━━━ Document extract ━━━
# Electrical 101 help needed



## NightRave (Feb 28, 2020)

Hi All,

a while ago my Faema Carisma A1 (which is very similar to Carisma S1 and Casadio Dafnia S1) stopped heating up the boiler.

I tried many things and now I finally opened up and disassembled the machine. Now on one of the boards, I found a blown 800mah fuse. Ordered some new fuses. When I turn the machine on, and the water level is too low, nothing happens and I just get a warning on the machines screen that the water level is low. As soon as I fill up the tank with water and turn the machine again, the same fuse is immediately blown, so I suspect this has something to do with the heating elements on the boiler or smth. The pump still works and it will pump water through the head and the menu all works with no warnings. Just no heating the boiler.

I checked all the other boards and nothing is obviously faulty to me, but I have zero experience with electronics. I see there are two capacitors on two boards, that I could technically desolder and check with multimeter. Even after watching some how to videos on repairing electonics, I don't know what my path of troubleshooting should be now.
━━━ Information provided ━━━
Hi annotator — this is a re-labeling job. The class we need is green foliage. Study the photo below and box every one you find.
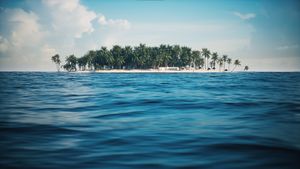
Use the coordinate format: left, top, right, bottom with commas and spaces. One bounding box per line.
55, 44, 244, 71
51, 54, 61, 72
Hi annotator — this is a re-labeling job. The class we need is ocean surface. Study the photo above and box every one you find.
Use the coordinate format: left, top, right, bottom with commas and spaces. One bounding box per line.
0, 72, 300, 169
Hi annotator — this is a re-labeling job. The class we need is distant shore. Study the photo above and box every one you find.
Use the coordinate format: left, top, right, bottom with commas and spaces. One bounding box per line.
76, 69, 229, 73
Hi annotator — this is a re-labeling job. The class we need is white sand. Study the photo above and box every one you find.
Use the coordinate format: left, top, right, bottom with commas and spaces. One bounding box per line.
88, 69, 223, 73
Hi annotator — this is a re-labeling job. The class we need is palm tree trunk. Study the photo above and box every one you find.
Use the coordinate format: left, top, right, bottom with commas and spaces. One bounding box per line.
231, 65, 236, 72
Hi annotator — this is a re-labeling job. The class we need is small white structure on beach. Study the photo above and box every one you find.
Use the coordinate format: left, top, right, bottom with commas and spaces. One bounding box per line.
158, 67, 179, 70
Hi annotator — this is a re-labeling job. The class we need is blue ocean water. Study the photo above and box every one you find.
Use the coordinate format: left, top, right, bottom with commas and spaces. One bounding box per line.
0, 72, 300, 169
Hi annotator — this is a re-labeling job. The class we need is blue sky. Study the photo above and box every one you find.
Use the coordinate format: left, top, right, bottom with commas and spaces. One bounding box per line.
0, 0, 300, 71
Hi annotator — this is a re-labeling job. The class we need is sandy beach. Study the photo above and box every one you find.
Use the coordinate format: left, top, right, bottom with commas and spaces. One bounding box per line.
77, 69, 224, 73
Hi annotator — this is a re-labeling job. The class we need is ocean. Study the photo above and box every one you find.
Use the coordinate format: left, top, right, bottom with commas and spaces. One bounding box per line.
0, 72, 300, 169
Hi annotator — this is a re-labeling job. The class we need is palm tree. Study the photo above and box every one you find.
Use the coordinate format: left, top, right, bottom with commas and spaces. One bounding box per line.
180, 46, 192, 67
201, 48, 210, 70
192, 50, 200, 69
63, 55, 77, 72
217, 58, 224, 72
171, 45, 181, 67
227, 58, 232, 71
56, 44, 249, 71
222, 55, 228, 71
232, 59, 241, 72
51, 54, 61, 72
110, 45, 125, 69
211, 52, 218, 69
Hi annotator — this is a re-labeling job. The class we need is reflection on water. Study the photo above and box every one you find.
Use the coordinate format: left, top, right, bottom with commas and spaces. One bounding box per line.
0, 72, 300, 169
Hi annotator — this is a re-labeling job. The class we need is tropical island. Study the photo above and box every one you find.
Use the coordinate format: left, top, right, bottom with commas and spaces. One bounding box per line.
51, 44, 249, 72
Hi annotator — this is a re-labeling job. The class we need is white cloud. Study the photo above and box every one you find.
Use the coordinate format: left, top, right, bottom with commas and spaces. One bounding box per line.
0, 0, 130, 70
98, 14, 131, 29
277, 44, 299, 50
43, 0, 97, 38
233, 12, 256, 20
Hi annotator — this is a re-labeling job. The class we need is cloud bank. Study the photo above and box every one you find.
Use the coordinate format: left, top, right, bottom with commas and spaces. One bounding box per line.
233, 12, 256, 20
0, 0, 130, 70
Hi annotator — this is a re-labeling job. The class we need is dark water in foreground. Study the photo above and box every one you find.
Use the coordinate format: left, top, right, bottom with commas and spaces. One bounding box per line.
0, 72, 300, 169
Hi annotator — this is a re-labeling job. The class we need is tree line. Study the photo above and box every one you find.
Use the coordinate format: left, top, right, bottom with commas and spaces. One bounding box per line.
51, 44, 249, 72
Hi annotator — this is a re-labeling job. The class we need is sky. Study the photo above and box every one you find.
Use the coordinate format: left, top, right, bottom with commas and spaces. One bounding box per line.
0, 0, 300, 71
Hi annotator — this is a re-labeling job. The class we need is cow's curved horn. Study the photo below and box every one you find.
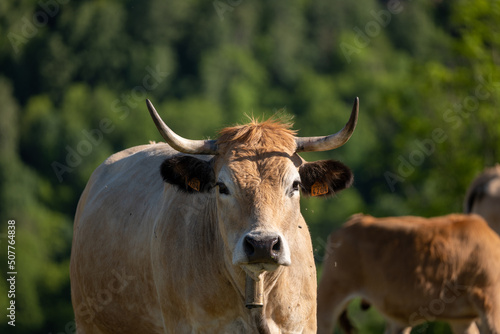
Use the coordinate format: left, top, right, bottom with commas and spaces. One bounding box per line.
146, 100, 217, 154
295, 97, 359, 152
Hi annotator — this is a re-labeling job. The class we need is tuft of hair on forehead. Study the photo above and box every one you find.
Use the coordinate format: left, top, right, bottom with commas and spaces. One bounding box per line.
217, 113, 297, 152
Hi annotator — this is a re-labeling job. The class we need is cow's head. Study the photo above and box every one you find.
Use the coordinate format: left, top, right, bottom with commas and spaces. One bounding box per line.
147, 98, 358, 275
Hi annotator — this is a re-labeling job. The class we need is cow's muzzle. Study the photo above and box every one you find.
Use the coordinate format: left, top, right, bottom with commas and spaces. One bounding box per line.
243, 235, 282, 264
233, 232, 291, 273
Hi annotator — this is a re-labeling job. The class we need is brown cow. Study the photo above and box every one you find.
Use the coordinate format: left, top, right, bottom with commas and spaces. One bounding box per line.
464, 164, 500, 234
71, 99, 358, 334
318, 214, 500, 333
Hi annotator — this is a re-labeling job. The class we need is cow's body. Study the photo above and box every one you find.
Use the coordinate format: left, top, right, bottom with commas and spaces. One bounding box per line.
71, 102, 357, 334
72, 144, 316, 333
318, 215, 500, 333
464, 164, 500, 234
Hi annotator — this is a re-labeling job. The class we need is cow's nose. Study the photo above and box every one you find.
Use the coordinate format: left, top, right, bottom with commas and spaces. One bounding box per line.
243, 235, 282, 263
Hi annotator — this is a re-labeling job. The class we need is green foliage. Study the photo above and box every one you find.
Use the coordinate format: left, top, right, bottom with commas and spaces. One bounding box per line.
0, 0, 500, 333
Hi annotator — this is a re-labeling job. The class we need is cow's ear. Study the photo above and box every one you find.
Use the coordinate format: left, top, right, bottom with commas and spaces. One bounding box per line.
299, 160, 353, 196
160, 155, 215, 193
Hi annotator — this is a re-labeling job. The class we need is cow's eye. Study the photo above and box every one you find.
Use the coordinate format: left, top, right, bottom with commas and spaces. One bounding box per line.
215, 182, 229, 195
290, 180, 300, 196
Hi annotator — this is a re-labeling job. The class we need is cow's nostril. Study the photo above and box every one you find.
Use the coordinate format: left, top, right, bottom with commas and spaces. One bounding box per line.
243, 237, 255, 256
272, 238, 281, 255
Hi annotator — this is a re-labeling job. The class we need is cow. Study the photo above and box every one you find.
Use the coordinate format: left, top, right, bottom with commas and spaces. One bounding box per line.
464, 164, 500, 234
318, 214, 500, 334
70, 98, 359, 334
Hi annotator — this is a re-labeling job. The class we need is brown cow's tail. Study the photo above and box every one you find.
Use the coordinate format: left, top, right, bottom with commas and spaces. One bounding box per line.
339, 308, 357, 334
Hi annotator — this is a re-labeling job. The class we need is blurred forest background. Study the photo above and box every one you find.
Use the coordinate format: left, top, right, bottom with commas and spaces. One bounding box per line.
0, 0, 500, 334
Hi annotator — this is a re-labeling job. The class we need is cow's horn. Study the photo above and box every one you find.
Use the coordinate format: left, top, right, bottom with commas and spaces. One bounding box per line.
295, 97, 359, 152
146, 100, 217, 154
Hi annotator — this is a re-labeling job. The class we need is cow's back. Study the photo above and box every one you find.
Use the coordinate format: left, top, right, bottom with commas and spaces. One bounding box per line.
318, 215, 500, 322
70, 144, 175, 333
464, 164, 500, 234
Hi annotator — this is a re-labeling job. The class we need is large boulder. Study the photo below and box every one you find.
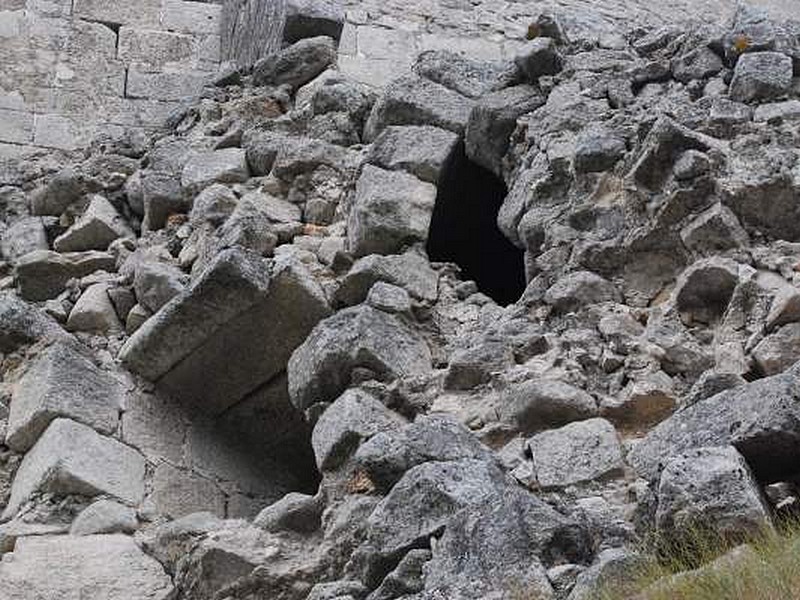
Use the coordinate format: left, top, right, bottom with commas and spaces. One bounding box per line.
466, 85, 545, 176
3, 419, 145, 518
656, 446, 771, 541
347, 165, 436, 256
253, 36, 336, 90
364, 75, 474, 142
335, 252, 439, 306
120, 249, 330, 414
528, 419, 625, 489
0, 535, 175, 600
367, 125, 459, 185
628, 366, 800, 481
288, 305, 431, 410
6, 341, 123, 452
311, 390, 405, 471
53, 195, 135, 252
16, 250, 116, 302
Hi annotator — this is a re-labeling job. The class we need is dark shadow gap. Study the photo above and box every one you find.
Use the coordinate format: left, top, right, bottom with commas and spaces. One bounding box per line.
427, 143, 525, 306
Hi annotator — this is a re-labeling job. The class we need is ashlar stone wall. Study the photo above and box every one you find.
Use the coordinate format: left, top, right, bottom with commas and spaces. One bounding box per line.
━━━
━━━ Information provided ━━━
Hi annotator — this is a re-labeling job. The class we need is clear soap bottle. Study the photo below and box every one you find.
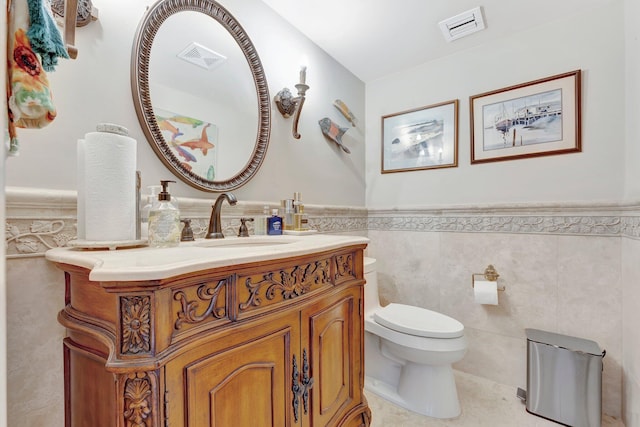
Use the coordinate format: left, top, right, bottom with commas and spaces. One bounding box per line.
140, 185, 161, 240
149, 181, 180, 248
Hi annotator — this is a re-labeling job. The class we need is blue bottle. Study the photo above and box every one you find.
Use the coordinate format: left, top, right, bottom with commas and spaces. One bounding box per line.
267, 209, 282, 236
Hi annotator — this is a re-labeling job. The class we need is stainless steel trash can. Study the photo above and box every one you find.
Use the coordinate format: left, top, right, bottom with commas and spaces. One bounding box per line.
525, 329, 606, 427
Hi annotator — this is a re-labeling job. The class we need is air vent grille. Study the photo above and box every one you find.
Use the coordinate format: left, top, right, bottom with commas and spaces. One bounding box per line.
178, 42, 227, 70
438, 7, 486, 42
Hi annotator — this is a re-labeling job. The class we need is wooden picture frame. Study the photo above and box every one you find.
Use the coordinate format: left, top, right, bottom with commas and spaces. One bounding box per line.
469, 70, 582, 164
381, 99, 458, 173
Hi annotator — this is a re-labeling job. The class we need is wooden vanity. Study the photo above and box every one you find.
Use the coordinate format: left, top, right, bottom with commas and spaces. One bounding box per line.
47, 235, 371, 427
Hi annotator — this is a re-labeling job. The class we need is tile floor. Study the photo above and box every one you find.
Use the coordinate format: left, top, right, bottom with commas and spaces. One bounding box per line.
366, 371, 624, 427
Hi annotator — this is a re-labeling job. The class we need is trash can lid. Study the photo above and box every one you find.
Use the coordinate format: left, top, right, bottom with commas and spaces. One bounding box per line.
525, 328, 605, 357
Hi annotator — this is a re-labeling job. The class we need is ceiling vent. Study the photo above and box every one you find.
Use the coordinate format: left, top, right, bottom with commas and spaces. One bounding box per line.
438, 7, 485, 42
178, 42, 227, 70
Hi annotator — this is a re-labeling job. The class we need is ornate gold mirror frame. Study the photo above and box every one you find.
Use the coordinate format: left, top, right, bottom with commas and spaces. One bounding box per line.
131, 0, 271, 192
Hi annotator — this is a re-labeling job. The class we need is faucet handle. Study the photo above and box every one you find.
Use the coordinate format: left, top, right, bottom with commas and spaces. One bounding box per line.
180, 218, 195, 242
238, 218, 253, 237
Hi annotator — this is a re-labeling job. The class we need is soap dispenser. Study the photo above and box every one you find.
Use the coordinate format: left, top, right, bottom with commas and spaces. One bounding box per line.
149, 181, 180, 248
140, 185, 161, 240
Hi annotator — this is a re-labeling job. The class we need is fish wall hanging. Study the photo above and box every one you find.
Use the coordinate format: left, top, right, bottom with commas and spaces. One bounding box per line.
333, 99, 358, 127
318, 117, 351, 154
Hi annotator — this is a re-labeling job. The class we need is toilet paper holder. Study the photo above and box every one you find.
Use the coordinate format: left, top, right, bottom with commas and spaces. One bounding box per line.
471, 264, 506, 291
━━━
━━━ Information provided ━━━
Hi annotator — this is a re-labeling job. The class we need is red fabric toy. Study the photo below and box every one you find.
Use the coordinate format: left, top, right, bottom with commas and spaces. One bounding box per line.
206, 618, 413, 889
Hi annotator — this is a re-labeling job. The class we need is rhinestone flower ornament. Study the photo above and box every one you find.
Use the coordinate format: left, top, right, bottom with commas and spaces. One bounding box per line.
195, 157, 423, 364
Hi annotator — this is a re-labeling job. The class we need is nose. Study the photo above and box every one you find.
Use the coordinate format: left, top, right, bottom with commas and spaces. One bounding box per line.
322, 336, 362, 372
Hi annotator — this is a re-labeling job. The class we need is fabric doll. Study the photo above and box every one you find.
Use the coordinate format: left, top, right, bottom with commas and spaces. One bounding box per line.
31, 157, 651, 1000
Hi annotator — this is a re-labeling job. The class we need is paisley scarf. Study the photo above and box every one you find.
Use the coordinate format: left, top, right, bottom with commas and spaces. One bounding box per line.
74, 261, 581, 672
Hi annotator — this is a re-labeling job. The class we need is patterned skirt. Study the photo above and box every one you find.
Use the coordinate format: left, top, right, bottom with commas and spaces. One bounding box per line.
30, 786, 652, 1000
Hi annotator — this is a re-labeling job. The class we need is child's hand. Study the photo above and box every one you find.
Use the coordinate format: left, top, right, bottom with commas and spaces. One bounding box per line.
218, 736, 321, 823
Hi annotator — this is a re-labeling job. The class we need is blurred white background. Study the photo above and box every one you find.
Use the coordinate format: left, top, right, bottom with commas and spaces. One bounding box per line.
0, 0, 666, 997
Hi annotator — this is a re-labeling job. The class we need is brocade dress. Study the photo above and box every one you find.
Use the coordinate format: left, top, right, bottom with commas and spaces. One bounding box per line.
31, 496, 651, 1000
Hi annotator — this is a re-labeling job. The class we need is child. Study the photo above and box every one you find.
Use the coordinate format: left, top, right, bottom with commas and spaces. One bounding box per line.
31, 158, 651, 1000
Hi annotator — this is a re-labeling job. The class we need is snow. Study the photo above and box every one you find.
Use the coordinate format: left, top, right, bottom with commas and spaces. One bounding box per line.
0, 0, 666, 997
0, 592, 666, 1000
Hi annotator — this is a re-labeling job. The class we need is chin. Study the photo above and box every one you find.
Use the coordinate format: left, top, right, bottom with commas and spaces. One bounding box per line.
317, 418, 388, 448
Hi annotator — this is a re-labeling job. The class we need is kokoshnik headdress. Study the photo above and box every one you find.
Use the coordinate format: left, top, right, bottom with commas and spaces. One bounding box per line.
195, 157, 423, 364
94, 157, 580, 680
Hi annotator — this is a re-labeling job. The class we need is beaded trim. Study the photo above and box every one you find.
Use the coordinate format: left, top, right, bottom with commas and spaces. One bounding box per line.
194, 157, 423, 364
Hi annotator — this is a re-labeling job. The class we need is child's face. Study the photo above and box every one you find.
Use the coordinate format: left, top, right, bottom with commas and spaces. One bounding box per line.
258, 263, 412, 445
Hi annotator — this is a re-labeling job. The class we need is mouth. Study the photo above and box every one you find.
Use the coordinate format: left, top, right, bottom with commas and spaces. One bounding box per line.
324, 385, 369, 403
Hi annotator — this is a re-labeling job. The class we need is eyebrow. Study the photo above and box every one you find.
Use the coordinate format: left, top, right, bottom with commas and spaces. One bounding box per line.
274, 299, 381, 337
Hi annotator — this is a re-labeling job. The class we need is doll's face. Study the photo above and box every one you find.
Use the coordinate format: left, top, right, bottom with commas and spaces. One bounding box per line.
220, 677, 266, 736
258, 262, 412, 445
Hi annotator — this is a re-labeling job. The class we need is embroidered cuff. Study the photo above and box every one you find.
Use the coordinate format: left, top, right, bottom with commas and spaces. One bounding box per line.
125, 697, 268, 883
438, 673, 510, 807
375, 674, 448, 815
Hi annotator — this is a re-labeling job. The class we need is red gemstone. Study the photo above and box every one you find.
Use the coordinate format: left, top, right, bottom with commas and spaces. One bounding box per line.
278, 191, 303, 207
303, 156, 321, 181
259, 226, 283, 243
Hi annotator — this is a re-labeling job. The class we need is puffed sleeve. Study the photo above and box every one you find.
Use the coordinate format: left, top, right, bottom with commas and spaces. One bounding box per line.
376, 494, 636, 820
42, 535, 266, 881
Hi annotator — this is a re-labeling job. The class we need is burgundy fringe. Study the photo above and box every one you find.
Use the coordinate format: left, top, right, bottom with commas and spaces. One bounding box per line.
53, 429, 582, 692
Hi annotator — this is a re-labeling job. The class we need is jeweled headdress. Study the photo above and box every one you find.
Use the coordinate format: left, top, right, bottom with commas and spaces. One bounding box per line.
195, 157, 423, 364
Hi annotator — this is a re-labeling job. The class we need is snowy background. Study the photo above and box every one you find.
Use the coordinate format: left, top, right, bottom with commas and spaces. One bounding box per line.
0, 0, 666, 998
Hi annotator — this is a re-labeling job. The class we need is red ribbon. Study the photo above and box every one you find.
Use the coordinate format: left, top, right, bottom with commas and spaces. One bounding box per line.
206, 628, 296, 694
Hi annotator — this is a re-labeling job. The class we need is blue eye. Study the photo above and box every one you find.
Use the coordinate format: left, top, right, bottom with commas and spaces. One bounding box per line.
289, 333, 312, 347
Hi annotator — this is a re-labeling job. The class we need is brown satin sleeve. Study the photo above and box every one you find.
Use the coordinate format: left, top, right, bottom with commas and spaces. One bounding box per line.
━━━
The request ::
In the espresso machine repair thread, switch every "boiler" to "water tank heater" and write out the text between "# Electrical 101" and "up the boiler.", inclusive.

Completed exercise ::
# Electrical 101 help needed



## NightRave (Feb 28, 2020)

Hi All,

a while ago my Faema Carisma A1 (which is very similar to Carisma S1 and Casadio Dafnia S1) stopped heating up the water tank heater.